## Text
Wednesday, December 4, 2013

What is the Role of Biodynamics in the Overall Organic Food Movement?

The Executive Director of the Biodynamic Farming

and Gardening Association Explains

 
 
Robert Karp, Executive Director of the Biodynamic Farming and Gardening Association in the U.S., speaking to an animated and receptive audience in Carlsbad, California, on December 2, 2013, offered these salient observations:
 

Medicine for the Earth

 
Whereas Karp enthusiastically acknowledged and welcomed the current, widespread interest in
 
  • organic food
  • eating from local resources rather than food trucked in from who knows where
  • the dynamic growth of CSAs (Community Supported Agriculture support and distribution services)
he pointed out that the earth is sick and needs healing.
 
Going beyond the valuable contribution of the organic farming movement, biodynamics--which is a vital part of it--offers medicine for the ailing earth, in a way that no other part of the movement does.  He then touched briefly on the various biodynamic "preparations," designed to enhance both the soil and also crops once they appear above the earth.
 

The Farm as a Self-Sustainable Organism

 
Another essential contribution of biodynamics is the concept of the farm as a unique organism unto itself.  Although a weak farm may initially need to import manure for its fields and food for livestock from elsewhere, ultimately to become healthy, the farm needs to produce its own field manure and raise enough of its own food to feed its livestock.
 
Furthermore, because each farm and garden is situated in its very own landscape, with its own local weather and climate, each farmer or gardener needs to tune into the overall "personality" of the region where it is located (Something impossible for factory farms!).  As the farmer or gardener through observation of his land, his livestock, his farm or garden organism, becomes more aware of the land's own personality, he learns to work consciously to develop it--the way it intrinsically wishes to grow and thrive.
 

The Surrounding Community

 
 
Robert Karp sees all farms--not just biodynamic farms--as the basis of a revolutionary transformation of civilization.  During Medieval times, the city was the source, the center, that drew people to experience community.
 
 
Now, people try to escape the deadening, albeit exhilarating forces of our cities.  They seek community in a healthier locale and on a healthier scale.  Karp sees farms as a source of renewal, a "potential source of social, community renewal."   Farms now have educational programs and have become places to hold festivals.  The farm is now playing a therapeutic role in civilization.  It is an ark for social renewal. 
 

The Farm as Our Heart

 
The movement toward the farm is a movement of consciousness.  "I am not whole as a human being if I'm not connected consciously to nature, the foundation of all life"

 

 

And the origin of life is the human heart!

## Data
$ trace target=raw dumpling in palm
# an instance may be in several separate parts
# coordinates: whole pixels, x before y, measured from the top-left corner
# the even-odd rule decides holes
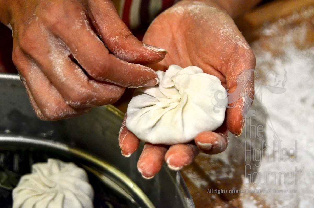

## What is needed
According to the text on biodynamics, what must a farm produce for itself in order to become healthy?

## Written answer
It must produce its own field manure and raise enough of its own food to feed its livestock.